### Records supplied
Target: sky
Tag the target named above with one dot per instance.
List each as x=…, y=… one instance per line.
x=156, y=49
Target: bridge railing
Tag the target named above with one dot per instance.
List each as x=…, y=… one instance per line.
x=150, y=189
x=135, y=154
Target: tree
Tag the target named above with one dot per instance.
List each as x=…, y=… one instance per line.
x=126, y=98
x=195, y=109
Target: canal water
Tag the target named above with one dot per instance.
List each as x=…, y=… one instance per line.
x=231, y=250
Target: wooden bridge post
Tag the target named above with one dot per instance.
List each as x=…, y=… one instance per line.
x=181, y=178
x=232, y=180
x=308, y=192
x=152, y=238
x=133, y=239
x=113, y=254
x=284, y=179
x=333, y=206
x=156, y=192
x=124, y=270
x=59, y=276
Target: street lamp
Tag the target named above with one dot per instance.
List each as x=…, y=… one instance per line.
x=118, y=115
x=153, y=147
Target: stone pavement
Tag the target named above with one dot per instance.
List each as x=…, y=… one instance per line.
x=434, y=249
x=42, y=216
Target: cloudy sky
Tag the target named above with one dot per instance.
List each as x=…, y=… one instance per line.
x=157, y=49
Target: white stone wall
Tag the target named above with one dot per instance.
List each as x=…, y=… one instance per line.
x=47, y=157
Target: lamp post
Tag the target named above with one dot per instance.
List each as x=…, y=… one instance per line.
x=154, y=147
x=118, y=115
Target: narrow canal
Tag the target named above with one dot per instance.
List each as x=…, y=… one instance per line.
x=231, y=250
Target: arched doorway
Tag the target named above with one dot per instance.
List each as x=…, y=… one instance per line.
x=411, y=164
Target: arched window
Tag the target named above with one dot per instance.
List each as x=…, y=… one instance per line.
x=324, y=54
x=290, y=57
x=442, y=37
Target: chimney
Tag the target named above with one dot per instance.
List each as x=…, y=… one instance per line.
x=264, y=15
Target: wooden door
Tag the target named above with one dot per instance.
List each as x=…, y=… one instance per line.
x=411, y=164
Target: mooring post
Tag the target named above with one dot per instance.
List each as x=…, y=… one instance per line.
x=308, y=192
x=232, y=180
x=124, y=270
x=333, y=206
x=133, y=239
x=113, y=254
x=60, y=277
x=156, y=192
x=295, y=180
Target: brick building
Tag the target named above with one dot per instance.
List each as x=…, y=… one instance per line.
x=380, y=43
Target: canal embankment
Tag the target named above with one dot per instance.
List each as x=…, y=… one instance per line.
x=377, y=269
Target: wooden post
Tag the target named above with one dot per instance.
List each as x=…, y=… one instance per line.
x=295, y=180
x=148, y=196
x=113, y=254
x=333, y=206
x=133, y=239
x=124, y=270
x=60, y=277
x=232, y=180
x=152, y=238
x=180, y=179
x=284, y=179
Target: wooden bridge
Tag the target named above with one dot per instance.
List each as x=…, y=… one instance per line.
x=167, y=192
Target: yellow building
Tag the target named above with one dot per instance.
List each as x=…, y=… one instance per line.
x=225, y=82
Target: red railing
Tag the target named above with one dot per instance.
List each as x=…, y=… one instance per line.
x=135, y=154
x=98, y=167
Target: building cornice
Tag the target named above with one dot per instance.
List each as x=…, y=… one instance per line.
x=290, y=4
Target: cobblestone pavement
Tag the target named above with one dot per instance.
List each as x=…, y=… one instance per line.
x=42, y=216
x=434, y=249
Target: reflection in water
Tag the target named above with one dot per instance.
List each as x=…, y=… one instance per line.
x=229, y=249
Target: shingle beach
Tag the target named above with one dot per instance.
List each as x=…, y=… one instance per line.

### Goal
Write out each line of the data above again, exactly as given.

### Solution to the exercise
Target: sky
Tag the target named above with one dot per instance.
List each as x=…, y=… one instance per line.
x=156, y=49
Target: bridge railing
Tag the target named above with one dot per instance.
List each as x=…, y=… one instance per line.
x=150, y=189
x=135, y=154
Target: tree
Tag the target named above with one dot per instance.
List each as x=…, y=… one instance per line.
x=126, y=98
x=195, y=109
Target: canal water
Tag the target named above with one dot per instance.
List each as x=…, y=… one instance per line.
x=231, y=250
Target: wooden bridge post
Tag the target named above with one dot per instance.
List each as x=…, y=… one instance per line.
x=181, y=178
x=232, y=180
x=308, y=192
x=152, y=238
x=133, y=239
x=113, y=254
x=284, y=179
x=333, y=206
x=156, y=192
x=124, y=270
x=59, y=276
Target: street lamp
Tag the target named above with one dot per instance.
List each as x=…, y=… one instance per line.
x=118, y=115
x=153, y=147
Target: stone pavement
Tag the target named above with one dot per instance.
List each as x=…, y=… one instance per line.
x=434, y=249
x=42, y=216
Target: cloudy sky
Tag the target named above with one dot per instance.
List each as x=…, y=… one instance per line.
x=157, y=49
Target: white stone wall
Tag the target named above with one dot per instance.
List each as x=…, y=… one instance per line.
x=47, y=157
Target: lamp post
Tag the target named above with one dot per instance.
List each as x=…, y=… one instance per line.
x=154, y=147
x=118, y=115
Target: narrow canal
Tag the target named above with one dot per instance.
List each as x=…, y=… one instance per line.
x=231, y=250
Target: arched doorway
Tag the target named above with one dot per instance.
List each as x=…, y=… one instance per line.
x=411, y=164
Target: arched window
Tag the target named above with one dot per instance.
List each as x=…, y=… one instance per line.
x=324, y=54
x=290, y=57
x=442, y=37
Target: chimney
Tag the target named above with one dot per instance.
List each as x=…, y=… one instance per line.
x=264, y=15
Target: wooden door
Tag the target named above with one dot per instance.
List each as x=…, y=… one instance per line.
x=411, y=164
Target: mooring post
Tag the target named above with one dot per instance.
List each as x=…, y=… one instance per line.
x=308, y=192
x=232, y=180
x=124, y=270
x=333, y=206
x=133, y=239
x=113, y=254
x=60, y=277
x=156, y=192
x=295, y=180
Target: brick building
Tag the target named above with one dot per instance.
List each as x=…, y=… one instance per line.
x=380, y=43
Target: canal embankment
Tag the target named above with one dot per instance.
List each as x=…, y=… one instance per line.
x=377, y=269
Target: wooden post
Tag the target named above with one dot per instance.
List each as x=…, y=… one instance per line.
x=295, y=180
x=148, y=196
x=113, y=254
x=333, y=206
x=133, y=239
x=124, y=270
x=60, y=277
x=232, y=180
x=152, y=238
x=180, y=179
x=284, y=179
Target: wooden bridge
Tag the target named above with one dot per instance.
List each as x=…, y=… one instance per line.
x=167, y=192
Target: yellow building
Tag the target named above with one dot per instance.
List each as x=…, y=… one instance per line.
x=225, y=82
Target: red railing
Tag the target named above with one dot per instance.
List each as x=…, y=… one instance per line.
x=135, y=154
x=98, y=167
Target: building cornice
Tag the target named above with one dot per instance.
List each as x=…, y=… one instance per line.
x=290, y=4
Target: cobblestone pavement
Tag the target named above with one dot per instance.
List each as x=…, y=… one instance per line.
x=42, y=216
x=434, y=249
Target: reflection in water
Tag the target named above with one dot per instance.
List each as x=…, y=… one instance per line.
x=229, y=249
Target: shingle beach
Tag the target named above with one dot per instance.
List each as x=…, y=… one instance per line.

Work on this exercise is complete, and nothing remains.